What the exercise asks: Please return every line of the records below that contains the word "coat", treating uppercase and lowercase as different.

************

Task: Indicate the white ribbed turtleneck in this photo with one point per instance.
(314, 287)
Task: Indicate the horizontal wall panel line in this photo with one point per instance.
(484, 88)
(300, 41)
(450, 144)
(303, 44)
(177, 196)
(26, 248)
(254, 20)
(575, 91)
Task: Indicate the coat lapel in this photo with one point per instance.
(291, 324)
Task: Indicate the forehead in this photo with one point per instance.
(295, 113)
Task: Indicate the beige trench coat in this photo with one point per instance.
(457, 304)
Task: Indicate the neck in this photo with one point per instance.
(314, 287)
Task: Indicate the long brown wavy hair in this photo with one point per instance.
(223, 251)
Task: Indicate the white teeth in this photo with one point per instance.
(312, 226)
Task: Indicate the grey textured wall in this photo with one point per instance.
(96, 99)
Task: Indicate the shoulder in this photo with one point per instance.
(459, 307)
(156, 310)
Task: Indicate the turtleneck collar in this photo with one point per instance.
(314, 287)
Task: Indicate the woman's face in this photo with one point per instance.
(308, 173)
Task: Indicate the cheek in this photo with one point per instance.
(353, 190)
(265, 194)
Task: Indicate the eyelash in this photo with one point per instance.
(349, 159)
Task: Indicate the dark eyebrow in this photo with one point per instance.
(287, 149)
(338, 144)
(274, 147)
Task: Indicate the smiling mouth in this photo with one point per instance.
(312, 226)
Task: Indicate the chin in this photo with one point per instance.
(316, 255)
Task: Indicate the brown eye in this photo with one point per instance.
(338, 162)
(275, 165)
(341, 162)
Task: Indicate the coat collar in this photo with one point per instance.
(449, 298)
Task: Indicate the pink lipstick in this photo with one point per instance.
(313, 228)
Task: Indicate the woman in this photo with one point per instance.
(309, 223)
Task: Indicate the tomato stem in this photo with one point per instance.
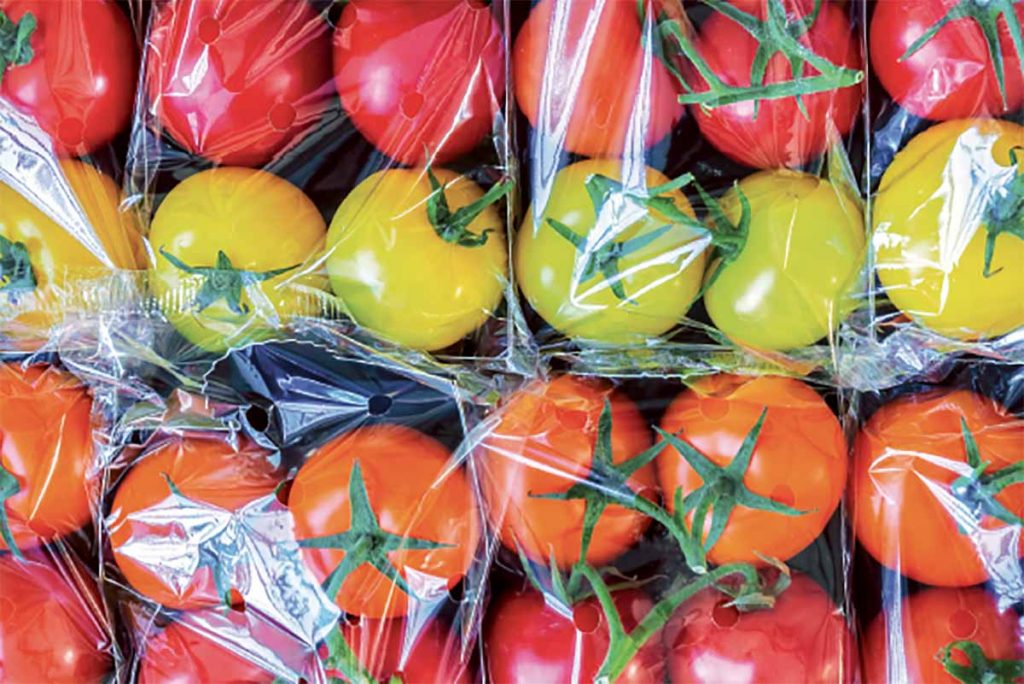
(8, 487)
(776, 34)
(1006, 213)
(15, 41)
(986, 14)
(454, 226)
(224, 282)
(365, 542)
(15, 267)
(980, 668)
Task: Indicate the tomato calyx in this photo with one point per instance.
(454, 226)
(722, 490)
(223, 282)
(15, 267)
(365, 542)
(978, 490)
(980, 668)
(986, 14)
(8, 487)
(604, 258)
(776, 34)
(15, 41)
(1006, 213)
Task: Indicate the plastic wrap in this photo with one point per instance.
(338, 161)
(937, 506)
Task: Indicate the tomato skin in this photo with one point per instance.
(544, 442)
(951, 76)
(45, 428)
(527, 641)
(262, 223)
(208, 471)
(930, 230)
(907, 454)
(596, 115)
(548, 266)
(804, 638)
(264, 63)
(426, 654)
(778, 135)
(397, 278)
(788, 288)
(800, 460)
(428, 502)
(80, 84)
(181, 655)
(423, 81)
(931, 620)
(50, 624)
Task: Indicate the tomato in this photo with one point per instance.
(197, 475)
(50, 625)
(229, 246)
(42, 262)
(950, 195)
(950, 76)
(239, 81)
(420, 267)
(635, 271)
(180, 654)
(76, 75)
(544, 442)
(587, 79)
(388, 497)
(913, 489)
(424, 654)
(423, 81)
(804, 638)
(931, 620)
(46, 455)
(774, 133)
(792, 283)
(527, 640)
(799, 461)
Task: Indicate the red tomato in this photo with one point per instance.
(409, 510)
(906, 459)
(50, 628)
(804, 638)
(528, 641)
(951, 76)
(799, 460)
(239, 81)
(589, 65)
(423, 81)
(80, 82)
(778, 135)
(180, 654)
(932, 620)
(545, 442)
(208, 471)
(46, 453)
(424, 654)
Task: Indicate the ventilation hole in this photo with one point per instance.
(724, 615)
(587, 617)
(963, 625)
(258, 418)
(379, 404)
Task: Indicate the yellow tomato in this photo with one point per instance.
(418, 264)
(235, 256)
(47, 267)
(623, 274)
(952, 190)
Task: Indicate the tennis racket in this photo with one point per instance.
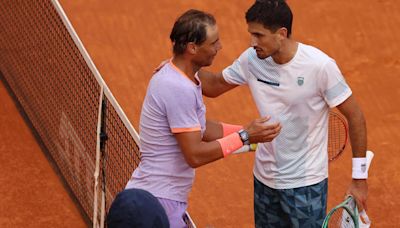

************

Solution to this task:
Task: Indicate the coat lapel in this photo with one point per instance.
Task: Indicate the beige trench coat in this photo with one point per instance.
Task: Indicate the coat collar in this photo with one point per instance.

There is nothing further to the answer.